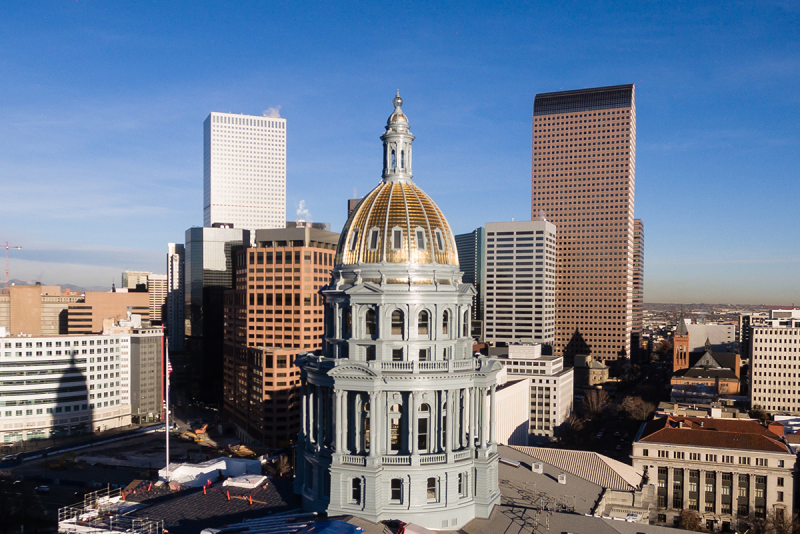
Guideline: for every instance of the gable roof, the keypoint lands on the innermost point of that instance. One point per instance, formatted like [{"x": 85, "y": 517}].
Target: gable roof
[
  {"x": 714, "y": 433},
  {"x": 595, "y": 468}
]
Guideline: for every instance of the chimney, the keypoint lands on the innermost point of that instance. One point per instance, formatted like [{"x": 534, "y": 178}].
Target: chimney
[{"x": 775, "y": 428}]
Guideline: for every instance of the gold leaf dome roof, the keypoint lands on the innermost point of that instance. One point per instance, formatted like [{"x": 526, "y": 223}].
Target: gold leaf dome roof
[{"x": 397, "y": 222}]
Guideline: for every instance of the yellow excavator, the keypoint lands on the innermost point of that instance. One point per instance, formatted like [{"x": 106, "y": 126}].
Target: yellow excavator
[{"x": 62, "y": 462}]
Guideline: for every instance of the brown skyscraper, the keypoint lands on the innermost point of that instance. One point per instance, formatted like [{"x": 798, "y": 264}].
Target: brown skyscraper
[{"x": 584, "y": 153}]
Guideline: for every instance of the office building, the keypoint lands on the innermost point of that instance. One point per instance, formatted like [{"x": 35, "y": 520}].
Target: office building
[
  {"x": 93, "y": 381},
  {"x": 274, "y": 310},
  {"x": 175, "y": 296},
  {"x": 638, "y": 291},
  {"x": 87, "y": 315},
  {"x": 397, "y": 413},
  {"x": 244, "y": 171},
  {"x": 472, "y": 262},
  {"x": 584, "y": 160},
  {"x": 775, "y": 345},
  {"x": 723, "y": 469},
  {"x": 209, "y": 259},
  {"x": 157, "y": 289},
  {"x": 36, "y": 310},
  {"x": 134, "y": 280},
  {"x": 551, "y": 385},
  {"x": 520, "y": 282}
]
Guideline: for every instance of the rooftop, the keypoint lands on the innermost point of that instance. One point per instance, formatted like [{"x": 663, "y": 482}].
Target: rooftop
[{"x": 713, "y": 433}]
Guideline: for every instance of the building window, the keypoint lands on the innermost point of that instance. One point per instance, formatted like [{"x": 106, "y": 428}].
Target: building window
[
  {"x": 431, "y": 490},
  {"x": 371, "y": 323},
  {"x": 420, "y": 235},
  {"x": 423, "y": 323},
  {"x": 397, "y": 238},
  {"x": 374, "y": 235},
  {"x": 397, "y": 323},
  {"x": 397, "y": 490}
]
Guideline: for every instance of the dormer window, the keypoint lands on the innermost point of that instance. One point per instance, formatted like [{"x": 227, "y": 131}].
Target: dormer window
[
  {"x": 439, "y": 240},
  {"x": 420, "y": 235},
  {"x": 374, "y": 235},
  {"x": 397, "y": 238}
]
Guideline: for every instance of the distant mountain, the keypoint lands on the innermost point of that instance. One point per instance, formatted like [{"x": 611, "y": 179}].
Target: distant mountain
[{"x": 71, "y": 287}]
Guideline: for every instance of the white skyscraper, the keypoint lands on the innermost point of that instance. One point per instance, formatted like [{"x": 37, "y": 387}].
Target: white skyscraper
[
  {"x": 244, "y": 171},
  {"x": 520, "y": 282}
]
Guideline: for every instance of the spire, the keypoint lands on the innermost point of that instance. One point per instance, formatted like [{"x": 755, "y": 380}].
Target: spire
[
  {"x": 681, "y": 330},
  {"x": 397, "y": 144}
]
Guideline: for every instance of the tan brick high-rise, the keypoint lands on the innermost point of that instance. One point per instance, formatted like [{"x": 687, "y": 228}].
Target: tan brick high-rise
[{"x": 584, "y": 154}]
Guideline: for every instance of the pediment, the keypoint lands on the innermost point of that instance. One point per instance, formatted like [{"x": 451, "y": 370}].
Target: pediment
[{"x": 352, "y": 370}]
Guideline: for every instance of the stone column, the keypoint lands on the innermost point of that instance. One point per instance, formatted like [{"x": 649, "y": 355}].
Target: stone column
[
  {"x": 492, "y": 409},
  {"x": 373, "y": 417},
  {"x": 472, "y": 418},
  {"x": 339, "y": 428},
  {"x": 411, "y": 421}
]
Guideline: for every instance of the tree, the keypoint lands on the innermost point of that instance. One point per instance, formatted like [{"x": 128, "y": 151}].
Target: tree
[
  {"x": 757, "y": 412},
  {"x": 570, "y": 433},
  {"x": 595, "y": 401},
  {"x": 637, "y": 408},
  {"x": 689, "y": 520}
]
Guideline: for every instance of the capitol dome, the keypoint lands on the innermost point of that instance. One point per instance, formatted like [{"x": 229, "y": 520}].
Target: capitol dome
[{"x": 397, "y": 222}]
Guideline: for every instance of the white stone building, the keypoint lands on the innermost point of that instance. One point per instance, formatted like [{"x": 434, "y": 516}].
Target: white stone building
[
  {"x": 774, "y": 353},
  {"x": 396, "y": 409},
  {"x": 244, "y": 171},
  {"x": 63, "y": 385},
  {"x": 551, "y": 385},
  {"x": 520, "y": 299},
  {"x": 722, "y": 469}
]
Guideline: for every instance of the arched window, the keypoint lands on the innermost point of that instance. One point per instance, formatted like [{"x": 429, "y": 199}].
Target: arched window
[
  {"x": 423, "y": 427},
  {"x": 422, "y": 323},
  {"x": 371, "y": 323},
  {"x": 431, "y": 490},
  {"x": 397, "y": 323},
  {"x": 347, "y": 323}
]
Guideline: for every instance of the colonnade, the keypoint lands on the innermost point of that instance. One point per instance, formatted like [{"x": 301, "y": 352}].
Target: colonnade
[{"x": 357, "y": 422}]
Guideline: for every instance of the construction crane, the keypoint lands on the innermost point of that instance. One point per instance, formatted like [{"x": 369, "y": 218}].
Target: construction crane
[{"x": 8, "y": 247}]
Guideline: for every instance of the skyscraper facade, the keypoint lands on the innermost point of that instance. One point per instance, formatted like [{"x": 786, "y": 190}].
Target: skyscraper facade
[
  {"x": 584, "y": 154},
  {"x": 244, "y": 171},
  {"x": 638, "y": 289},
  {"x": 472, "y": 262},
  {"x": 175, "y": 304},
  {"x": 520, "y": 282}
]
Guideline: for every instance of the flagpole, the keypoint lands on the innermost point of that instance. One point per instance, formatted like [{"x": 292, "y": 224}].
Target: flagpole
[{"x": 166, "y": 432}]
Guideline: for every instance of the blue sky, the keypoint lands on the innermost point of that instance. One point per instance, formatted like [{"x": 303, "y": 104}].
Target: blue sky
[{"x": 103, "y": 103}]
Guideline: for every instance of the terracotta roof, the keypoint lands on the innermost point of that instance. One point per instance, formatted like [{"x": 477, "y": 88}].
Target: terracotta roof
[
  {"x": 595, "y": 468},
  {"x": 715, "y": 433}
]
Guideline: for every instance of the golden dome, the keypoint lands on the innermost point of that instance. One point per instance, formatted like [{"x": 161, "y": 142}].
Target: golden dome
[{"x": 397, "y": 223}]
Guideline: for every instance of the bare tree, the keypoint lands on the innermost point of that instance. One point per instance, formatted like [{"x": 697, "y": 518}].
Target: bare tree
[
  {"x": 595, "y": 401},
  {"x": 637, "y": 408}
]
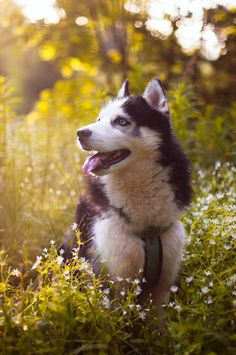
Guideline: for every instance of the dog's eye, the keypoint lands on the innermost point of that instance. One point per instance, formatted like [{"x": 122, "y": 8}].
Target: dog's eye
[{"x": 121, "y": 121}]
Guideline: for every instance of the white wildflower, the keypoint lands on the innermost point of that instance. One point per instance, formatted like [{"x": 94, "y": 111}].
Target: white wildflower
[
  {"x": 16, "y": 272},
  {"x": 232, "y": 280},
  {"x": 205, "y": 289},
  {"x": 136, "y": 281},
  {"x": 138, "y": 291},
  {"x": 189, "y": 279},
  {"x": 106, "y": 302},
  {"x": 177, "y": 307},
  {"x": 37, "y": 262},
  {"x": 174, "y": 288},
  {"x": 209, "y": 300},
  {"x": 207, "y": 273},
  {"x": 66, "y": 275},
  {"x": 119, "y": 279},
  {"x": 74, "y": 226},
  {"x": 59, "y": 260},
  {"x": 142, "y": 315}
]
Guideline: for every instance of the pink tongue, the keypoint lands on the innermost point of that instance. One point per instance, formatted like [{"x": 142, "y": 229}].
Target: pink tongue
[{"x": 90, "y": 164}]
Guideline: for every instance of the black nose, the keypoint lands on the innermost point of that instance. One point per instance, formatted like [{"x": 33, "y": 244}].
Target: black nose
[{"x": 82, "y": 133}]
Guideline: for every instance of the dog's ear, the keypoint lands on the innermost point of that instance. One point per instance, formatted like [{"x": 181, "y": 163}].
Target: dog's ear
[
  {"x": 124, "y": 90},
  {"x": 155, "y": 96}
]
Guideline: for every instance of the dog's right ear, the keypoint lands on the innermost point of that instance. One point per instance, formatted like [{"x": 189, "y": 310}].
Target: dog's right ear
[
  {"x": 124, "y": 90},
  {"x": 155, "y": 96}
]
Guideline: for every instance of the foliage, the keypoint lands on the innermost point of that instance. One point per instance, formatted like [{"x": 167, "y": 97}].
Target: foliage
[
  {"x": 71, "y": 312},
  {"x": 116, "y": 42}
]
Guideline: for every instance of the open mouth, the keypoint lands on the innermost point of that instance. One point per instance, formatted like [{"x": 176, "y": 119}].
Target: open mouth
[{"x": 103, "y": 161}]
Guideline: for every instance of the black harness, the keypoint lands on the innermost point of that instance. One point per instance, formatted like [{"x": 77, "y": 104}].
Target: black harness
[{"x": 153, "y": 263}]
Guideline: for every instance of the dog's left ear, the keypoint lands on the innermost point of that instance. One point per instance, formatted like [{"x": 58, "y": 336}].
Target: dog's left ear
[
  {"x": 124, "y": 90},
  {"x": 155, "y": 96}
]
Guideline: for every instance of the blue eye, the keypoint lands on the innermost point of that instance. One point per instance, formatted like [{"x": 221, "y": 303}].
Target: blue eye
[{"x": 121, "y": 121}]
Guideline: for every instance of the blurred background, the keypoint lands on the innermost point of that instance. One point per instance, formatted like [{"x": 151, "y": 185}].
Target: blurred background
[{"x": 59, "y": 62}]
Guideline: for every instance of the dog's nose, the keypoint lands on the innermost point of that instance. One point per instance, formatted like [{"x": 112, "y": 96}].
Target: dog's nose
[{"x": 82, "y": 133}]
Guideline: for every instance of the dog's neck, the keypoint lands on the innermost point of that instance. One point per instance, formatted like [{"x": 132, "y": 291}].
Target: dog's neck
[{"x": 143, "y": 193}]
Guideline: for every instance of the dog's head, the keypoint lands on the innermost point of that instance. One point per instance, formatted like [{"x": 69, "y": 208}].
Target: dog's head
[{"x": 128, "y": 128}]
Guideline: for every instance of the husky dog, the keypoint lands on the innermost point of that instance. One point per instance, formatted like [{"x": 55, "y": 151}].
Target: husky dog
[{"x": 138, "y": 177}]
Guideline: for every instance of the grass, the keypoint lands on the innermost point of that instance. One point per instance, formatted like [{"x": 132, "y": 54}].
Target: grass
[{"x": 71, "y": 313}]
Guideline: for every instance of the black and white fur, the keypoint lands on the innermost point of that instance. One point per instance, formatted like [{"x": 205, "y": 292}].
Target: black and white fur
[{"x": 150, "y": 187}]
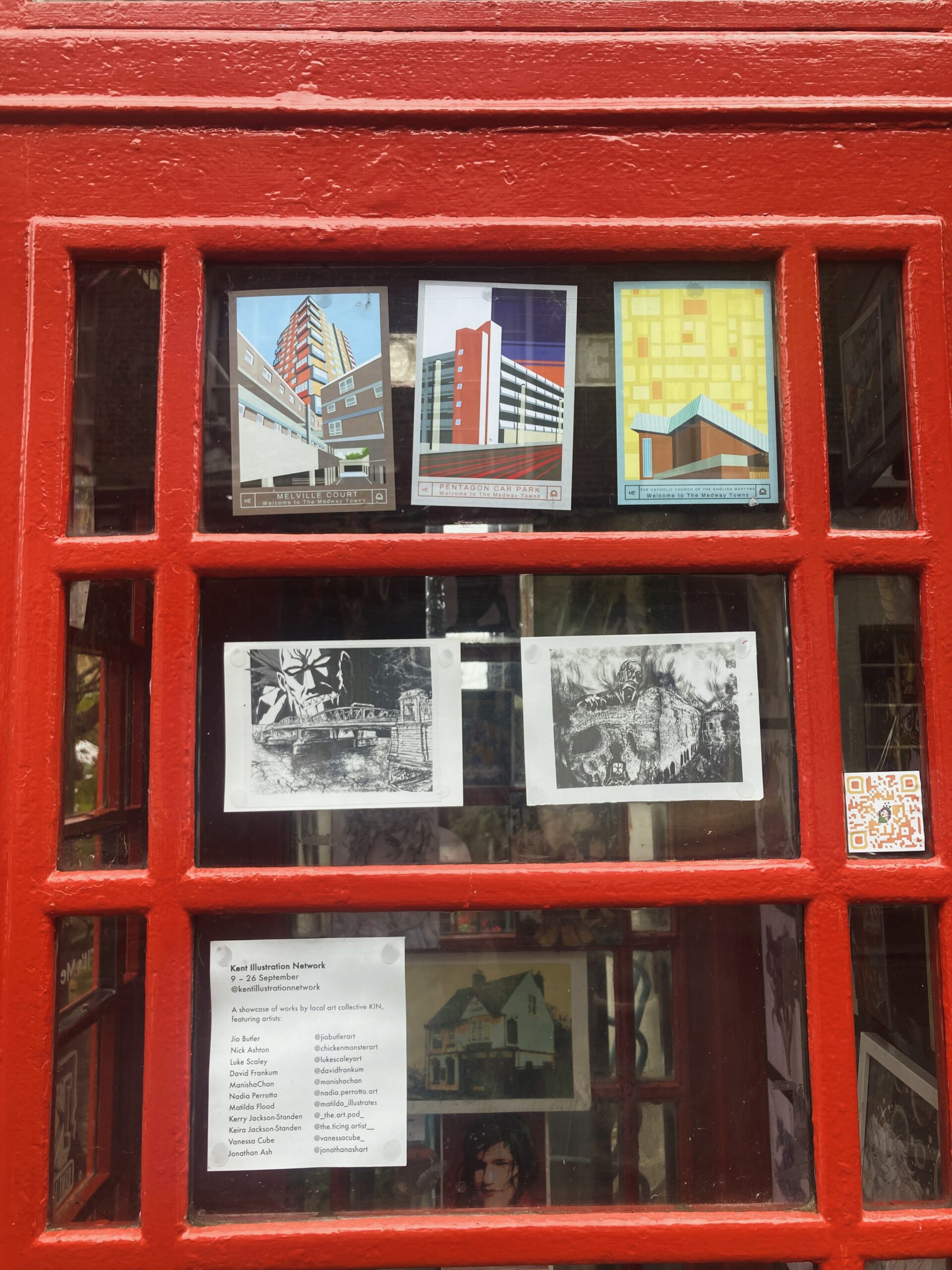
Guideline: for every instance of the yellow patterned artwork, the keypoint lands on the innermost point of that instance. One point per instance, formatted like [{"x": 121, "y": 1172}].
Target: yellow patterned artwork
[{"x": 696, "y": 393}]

+++++

*Problem requirements*: In the entries above, find the line that contains "Guideline: for every instance of the gold leaf", then repeat exactly every line from the first one through that line, with no pictures.

*Reply to the exercise*:
Guideline: for every instance of the gable roof, the keypoint lands on the innermost point of that instance. One point per instance, formatted like [{"x": 85, "y": 517}].
Target: gable roof
[
  {"x": 714, "y": 433},
  {"x": 595, "y": 468}
]
Guideline: for every instance of the chimney, the keypoint lands on the innermost point of that instance. One point per instance, formatted like [{"x": 534, "y": 178}].
Target: chimney
[{"x": 775, "y": 428}]
Guideline: for every instance of the gold leaf dome roof, the keypoint lands on the innermost point of that instance. One point per instance, formatted like [{"x": 526, "y": 223}].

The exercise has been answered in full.